TEXTO PROPORCIONADO:
★ ★ ★ ★ ★ ★ ★

Es curioso como la vida rima y son las rimas las que provocan relatos. Sucede algo, consonante, y, después de paladearlo, lo olvidas. Meses o años después sucede otra cosa, consonante también, y recuperas el recuerdo anterior y, con la pareja de acontecimientos, te da por escribir contra alguien. Contra los dependientes.
El primer caso de los dos que quiero contarles nos lleva a un bar cercano a mi casa, una cafetería. Como escribía en su terraza, puedo afirmar que iba casi a diario, al punto de que muchas veces me ponían el café sin necesidad de pedirlo, ya sólo con verme venir. Había varias camareras y un camarero, un tipo gordo. Después de quinientos cafés, comprendí algunas dinámicas del bar, como la escasez de alimentos para desayuno pasadas las once de la mañana. Eso es lo importante: la falta de churros en la cafetería. Porque ésta es una historia de churros, básicamente.
Cuando mis hijos querían churros, íbamos a la vieja churrería que hay enfrente del bar, y comprábamos media docena. Luego acudíamos a la terraza y pedíamos dos vasos de leche y un café. Solían ser las doce de la mañana. En varias ocasiones, nos habíamos quedado sin churros, y era complicado (perdonen la lata) dejar la mesa vacía, correr a por los churros, volver, encontrar los vasos a la intemperie y recuperar el tono festivo de llevar a los niños a comer churros. Así que de forma natural lo hacíamos al revés: primero, comprar churros en la churrería; luego, pedir cafés en la cafetería.
Todo iba bien en esta diminuta historia de niños y churros mientras fue una camarera la que veía sobre la mesa de su establecimiento productos de otro establecimiento, ante lo cual no tenía nada que decir.
Pero una mañana, simétrica, churrera, todo igual, fue el camarero gordo el que nos puso los dos vasos de leche y el café caliente, y el que se fijó en los churros ajenos, migrantes y muy ilegales. Y me dijo: “No puede traer comida de otro sitio aquí”. O: “No puedes comer churros que no has comprado en el bar”. No recuerdo lo que me dijo exactamente, pero se entiende la monserga.

★ ★ ★ ★ ★ ★ ★

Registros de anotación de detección
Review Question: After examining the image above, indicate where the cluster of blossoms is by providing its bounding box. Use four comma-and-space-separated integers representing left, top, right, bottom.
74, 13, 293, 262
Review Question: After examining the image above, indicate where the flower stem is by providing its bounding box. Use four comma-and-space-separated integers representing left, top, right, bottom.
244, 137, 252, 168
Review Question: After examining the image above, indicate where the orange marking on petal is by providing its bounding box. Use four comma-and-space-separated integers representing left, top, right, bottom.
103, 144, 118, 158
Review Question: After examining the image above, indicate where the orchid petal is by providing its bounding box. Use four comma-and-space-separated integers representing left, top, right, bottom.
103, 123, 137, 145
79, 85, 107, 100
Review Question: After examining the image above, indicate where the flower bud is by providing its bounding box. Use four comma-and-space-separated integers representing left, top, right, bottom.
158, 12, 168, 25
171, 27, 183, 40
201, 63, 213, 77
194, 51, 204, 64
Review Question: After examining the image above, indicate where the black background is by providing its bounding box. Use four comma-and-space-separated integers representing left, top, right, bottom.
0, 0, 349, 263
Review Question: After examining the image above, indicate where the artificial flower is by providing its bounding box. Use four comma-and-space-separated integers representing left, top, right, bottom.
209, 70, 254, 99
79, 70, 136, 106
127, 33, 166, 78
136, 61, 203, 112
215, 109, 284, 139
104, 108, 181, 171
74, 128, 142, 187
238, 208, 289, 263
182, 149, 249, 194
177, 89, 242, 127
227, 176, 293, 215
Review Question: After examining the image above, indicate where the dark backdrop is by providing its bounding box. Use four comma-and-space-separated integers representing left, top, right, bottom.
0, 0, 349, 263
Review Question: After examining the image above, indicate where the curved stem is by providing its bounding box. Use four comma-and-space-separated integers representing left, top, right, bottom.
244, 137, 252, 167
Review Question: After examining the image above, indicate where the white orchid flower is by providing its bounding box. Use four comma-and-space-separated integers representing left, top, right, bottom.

★ ★ ★ ★ ★ ★ ★

CONJUNTO DE TAREAS:
a: Responde según el relato de los churros:
(i) ¿Cuántos churros compraban en la vieja churrería?
(ii) ¿Qué pedían en la terraza de la cafetería?
(iii) ¿Quién se fijó en los churros traídos de fuera?
b: Transcribe sin cambios el fragmento del relato de los churros que empieza con las palabras que contienen “Todo iba bien” y termina con “entiende la monserga.”.

PROBLEMAS RESUELTOS:
a:
(i) Media docena.
(ii) Dos vasos de leche y un café.
(iii) El camarero gordo.

b:
Todo iba bien en esta diminuta historia de niños y churros mientras fue una camarera la que veía sobre la mesa de su establecimiento productos de otro establecimiento, ante lo cual no tenía nada que decir.
Pero una mañana, simétrica, churrera, todo igual, fue el camarero gordo el que nos puso los dos vasos de leche y el café caliente, y el que se fijó en los churros ajenos, migrantes y muy ilegales. Y me dijo: “No puede traer comida de otro sitio aquí”. O: “No puedes comer churros que no has comprado en el bar”. No recuerdo lo que me dijo exactamente, pero se entiende la monserga.